EXERCISE INSTRUCTIONS >>
1) In the forum thread about the old Colt pistol, which unit did the owner serve with during WW II?
2) Pull out every line of the listing that contains the string "blurred", matching its case exactly.

══ DOCUMENT SECTION

# A Colt Government Model that has been there.



## John Holbrook (Jul 2, 2006)

This old Colt, #8579 was one of the pistols sold to the Canadian Government in 1914. It went to France with the owners uncle in the Royal Winnipeg Rifles in WW I, and was carried by the owner with the 5Th Canadian Armoured Division during WW II!

The owner is a retired college professor in central Oregon and is now 80 years old. I am waiting for detailed information so I can use it in a display.

A Colt that has smelled the cordite in two wars!!

My kinda gun!!!!!



















The holster...


----------



## js (Jun 29, 2006)

Nice! :smt023


----------



## Rustycompass (Jun 25, 2006)

I see you have obtained yet another nice piece of history. If your collection could talk. I bet it would tell some great stories ... Congrats, very nice... rayer:


----------



## milquetoast (Nov 25, 2006)

*holster*

Wow! If you can document that the holster was along for the ride(s), then the holster is probably worth more than the gun! Steel lasts a long time, but there aren't that many fabric holsters around.

════
══ MATERIAL FOR THIS TASK

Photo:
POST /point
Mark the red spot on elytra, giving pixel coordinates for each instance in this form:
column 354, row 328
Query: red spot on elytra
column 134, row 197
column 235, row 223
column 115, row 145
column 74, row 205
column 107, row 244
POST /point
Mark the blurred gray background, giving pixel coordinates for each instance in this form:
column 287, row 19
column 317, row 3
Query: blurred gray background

════
══ MATERIAL FOR THIS TASK

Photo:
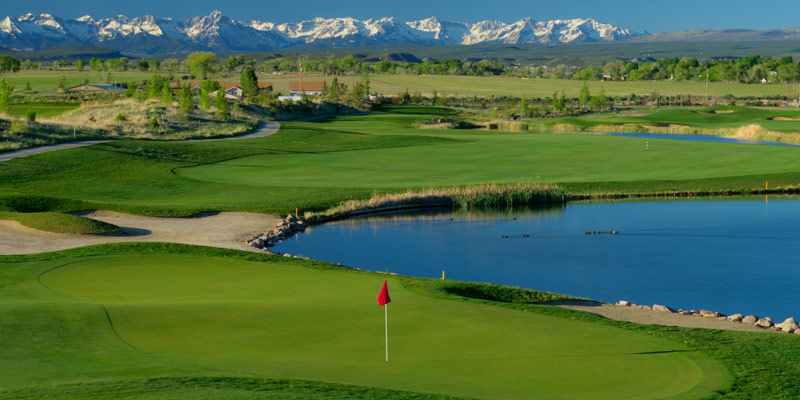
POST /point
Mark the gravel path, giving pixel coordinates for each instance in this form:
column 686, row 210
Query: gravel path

════

ANSWERS >>
1) The 5th Canadian Armoured Division.

2)
Mark the blurred gray background, giving pixel coordinates for each instance in this form:
Query: blurred gray background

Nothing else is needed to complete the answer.